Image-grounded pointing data
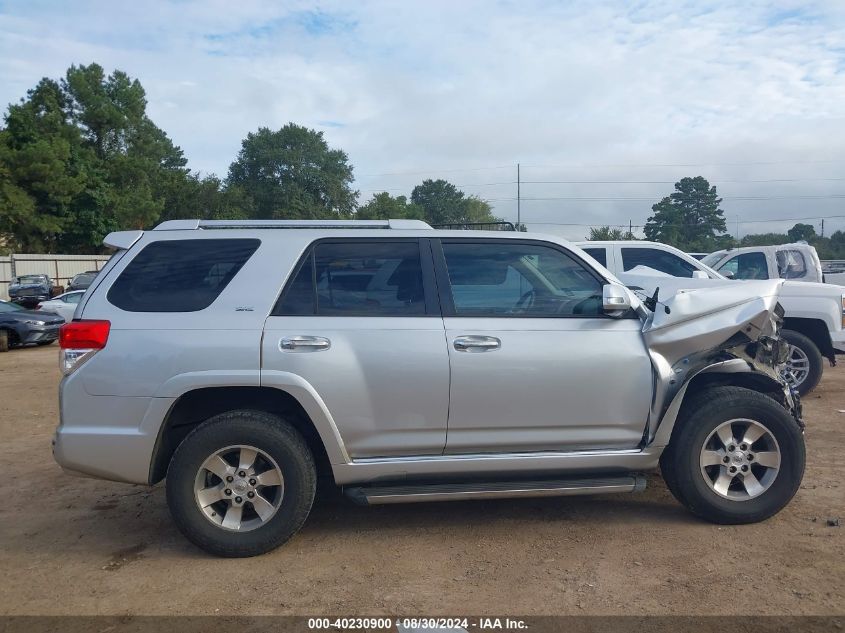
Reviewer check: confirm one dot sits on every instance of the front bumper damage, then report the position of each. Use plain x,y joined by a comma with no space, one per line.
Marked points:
730,333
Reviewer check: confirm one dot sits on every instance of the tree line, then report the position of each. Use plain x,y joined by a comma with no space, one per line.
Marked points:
692,219
80,157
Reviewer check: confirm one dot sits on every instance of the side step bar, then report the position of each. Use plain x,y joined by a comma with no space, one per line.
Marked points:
415,493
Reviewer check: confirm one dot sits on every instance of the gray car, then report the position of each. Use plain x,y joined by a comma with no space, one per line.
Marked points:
242,360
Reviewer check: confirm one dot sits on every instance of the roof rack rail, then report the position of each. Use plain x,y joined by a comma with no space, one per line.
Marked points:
476,226
188,225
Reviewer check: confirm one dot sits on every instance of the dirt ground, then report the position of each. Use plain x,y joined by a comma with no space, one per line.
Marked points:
80,546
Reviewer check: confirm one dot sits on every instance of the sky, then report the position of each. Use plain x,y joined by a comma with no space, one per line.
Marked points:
603,104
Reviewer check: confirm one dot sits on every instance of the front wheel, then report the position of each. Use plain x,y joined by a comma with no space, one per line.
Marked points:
736,456
805,365
241,484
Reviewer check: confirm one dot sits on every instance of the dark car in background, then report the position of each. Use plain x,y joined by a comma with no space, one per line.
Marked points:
19,326
29,290
82,280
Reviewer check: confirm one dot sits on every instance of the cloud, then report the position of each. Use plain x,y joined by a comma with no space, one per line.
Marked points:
581,91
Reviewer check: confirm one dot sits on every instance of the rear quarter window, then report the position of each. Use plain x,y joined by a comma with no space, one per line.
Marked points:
180,275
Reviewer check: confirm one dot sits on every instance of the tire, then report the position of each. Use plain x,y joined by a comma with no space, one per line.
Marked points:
812,364
693,485
279,445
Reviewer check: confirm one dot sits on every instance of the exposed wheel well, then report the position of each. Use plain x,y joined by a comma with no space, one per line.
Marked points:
749,380
196,406
816,331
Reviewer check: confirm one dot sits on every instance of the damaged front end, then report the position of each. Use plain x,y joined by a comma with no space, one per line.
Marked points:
716,336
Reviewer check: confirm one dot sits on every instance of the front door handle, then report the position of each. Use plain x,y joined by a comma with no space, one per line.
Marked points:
474,343
304,344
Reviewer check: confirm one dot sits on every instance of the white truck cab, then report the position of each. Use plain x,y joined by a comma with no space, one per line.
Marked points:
797,262
814,312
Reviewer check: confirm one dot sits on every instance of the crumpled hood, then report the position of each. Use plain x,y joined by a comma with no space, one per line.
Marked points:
708,318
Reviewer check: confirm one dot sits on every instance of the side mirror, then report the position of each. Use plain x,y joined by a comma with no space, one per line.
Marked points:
615,299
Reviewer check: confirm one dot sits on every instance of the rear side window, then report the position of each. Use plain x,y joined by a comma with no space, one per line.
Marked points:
598,254
357,279
747,266
791,264
662,261
180,275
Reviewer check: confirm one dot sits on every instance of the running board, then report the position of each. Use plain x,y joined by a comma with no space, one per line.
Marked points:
415,493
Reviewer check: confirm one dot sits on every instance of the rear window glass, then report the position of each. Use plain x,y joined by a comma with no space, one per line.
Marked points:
598,254
180,275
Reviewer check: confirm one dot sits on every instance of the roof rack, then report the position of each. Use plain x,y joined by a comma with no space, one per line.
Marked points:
189,225
476,226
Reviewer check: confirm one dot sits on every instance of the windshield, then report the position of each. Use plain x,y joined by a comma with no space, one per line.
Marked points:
5,306
712,258
32,279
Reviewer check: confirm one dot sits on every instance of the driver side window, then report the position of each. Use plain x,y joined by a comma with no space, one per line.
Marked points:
498,279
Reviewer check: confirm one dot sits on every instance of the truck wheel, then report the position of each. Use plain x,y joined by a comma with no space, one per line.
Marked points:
736,456
805,365
241,483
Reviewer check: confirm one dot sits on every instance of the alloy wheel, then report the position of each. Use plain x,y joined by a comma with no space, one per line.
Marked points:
740,459
239,488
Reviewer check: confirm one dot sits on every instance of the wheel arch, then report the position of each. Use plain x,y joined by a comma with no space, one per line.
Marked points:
734,373
196,405
815,330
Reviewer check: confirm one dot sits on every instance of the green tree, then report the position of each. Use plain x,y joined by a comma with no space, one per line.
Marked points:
606,233
801,231
383,206
39,171
292,173
689,218
764,239
443,203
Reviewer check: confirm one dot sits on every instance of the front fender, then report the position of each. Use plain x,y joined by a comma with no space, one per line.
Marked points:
735,371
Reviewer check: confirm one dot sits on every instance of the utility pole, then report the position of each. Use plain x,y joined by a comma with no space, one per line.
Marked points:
518,201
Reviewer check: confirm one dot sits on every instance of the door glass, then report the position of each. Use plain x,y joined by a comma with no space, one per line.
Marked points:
746,266
791,264
662,261
520,280
358,279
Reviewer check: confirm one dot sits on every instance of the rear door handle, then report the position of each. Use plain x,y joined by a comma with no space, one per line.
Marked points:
474,343
304,344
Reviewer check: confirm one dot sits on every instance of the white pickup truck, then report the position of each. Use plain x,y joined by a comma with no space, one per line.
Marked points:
815,312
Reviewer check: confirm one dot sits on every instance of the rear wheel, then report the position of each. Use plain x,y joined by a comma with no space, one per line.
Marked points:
241,484
805,365
736,456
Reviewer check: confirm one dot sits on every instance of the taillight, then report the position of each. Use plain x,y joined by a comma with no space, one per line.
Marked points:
79,341
84,334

#### Aim of the exercise:
Set the lines above down again, word for word, from the first through the one containing "the side step"; pictures excluded.

#### Reply:
Reviewer check: confirm one dot sits on every instance of the front bumper damage, then report the position of each. Use plain x,y joined by a comma with no space, one per line.
Marked points:
730,333
Reviewer check: confirm one dot sits on every instance of the tree line, then report the position of each. Use plain x,y joined by a comma with no space, one per line.
Marked points:
692,219
80,157
Reviewer check: confirm one dot sits on every instance of the side step bar, then report the position of each. Use plain x,y joined by a comma with no space, one per line.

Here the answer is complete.